### REQUIREMENT
Change "at dusk" to "at dawn" everywhere it appears in the lines below, and leave everything else unchanged.

start DATASET RECORDS

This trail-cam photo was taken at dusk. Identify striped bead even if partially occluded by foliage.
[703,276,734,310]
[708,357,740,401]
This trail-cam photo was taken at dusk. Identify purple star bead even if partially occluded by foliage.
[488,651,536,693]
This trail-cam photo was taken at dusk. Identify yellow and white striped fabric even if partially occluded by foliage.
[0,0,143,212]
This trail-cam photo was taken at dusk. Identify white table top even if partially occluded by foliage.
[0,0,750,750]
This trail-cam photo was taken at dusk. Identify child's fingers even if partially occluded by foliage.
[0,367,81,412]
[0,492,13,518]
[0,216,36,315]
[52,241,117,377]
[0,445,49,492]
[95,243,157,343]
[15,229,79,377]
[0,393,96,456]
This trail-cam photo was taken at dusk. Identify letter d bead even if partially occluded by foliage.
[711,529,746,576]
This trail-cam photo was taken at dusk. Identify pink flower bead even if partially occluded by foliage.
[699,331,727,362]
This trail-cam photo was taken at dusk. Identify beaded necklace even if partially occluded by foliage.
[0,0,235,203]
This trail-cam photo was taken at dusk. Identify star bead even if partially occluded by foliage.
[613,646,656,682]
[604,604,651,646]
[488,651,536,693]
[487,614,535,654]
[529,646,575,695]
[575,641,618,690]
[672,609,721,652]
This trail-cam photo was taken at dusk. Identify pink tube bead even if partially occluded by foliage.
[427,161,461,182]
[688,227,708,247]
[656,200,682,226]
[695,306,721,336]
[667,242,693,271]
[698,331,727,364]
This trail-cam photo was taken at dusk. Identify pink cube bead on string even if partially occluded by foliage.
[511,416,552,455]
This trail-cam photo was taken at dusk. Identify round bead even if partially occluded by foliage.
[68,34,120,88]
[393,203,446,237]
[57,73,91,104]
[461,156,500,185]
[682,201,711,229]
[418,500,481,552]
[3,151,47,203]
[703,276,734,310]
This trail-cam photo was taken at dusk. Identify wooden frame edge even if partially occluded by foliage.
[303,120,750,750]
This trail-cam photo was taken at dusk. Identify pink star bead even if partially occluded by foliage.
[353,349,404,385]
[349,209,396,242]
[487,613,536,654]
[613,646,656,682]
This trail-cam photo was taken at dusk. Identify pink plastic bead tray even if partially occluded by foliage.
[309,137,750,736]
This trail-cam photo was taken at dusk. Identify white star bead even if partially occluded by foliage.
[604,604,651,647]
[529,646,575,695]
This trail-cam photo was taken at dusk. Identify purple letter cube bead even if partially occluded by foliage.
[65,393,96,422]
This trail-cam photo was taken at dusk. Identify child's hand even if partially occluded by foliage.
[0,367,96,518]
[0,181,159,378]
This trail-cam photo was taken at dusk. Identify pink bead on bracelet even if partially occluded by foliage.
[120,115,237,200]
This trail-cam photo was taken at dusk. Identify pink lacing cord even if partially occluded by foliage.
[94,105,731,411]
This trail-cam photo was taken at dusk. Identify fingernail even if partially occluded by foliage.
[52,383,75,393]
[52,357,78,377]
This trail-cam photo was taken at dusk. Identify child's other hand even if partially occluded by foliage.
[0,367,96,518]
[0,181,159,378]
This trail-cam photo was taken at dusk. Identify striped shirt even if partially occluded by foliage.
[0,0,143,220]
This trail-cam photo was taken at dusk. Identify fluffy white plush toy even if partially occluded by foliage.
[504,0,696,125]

end DATASET RECORDS

### EXPECTED ANSWER
This trail-cam photo was taken at dawn. Identify striped bead even if partially occluded by foliage.
[703,276,734,310]
[708,357,740,401]
This trail-cam photo was taken at dawn. Identify purple star bead even if partially occluded by foliage.
[488,651,536,693]
This trail-cam photo was taken at dawn. Identify yellow and white striped fabric even if partially occluded by foliage.
[0,0,143,212]
This trail-cam photo was taken at dawn. Identify white table top even if partially occluded by foliage.
[0,0,750,750]
This trail-cam photo was taken at dawn. Identify child's fingers even if partially occluded by foliage.
[0,367,81,412]
[0,492,13,518]
[0,216,36,315]
[52,241,117,377]
[0,445,49,492]
[95,243,157,343]
[15,229,79,377]
[0,393,96,456]
This trail-cam photo was taken at dawn. Identify letter d bead even if partially occluded by foliage.
[711,529,746,576]
This trail-cam photo was taken at dawn. Identify pink flower bead even if partially occluded by foliage.
[699,331,727,362]
This trail-cam photo was taken at dawn. Identify beaded necklace even if partially occluded by foliage.
[0,0,235,203]
This trail-cam photo was taken at dawn. Identify star bead even if partially occluded by foliage.
[613,646,656,682]
[604,604,651,646]
[488,651,536,693]
[487,614,535,654]
[529,646,575,695]
[575,641,618,690]
[672,609,721,652]
This trail-cam photo was taken at dawn. Identify pink tube bead even if partially occluded by foliage.
[427,161,461,182]
[688,227,708,247]
[656,200,682,226]
[695,306,721,336]
[667,242,693,271]
[698,331,727,364]
This trail-cam photo was taken at dawn. Identify pink cube bead on string even if partially occluded by foliage.
[511,416,552,455]
This trail-cam photo was taken at dawn. Identify round bead even if partially occluded by foliage.
[68,34,120,88]
[393,203,446,237]
[57,73,91,104]
[461,156,500,185]
[682,201,711,229]
[418,500,481,552]
[3,151,47,203]
[703,276,734,310]
This trail-cam photo was taken at dawn. Identify wooden frame edge even if partially occluded by foliage.
[303,120,750,750]
This trail-cam photo was taken at dawn. Identify pink star bead even if partially occluded by foliage.
[353,349,404,385]
[349,209,396,242]
[487,613,536,654]
[613,646,656,682]
This trail-cam photo was taken at dawn. Identify pink plastic bead tray even if partially occluded by foliage.
[309,137,750,736]
This trail-cam photo was taken at dawn. Identify white star bead even if partially occluded by foliage.
[604,604,651,647]
[529,646,575,695]
This trail-cam photo was taken at dawn. Identify purple letter cube bead even if partially occluded by foliage.
[65,393,96,422]
This trail-cam photo was taken at dawn. Identify child's hand even if partially occluded by foliage.
[0,367,96,518]
[0,181,159,378]
This trail-cam photo was taken at dawn. Identify pink bead on bracelet even if partially occluded by foliage.
[120,115,237,200]
This trail-cam photo was taken at dawn. Identify pink lacing cord even if partially occluded by foliage.
[94,105,731,411]
This trail-cam photo was taken at dawn. Identify fingernail even if partially occluded by foliage.
[52,383,75,393]
[52,357,78,377]
This trail-cam photo was taken at dawn. Identify child's other hand even if partially occluded by foliage.
[0,367,96,518]
[0,181,159,378]
This trail-cam photo was taken at dawn. Identify striped shirt even if partially occluded by foliage.
[0,0,143,220]
This trail-cam photo was taken at dawn. Identify fluffy white plush toy even if partially occluded by foliage.
[504,0,696,125]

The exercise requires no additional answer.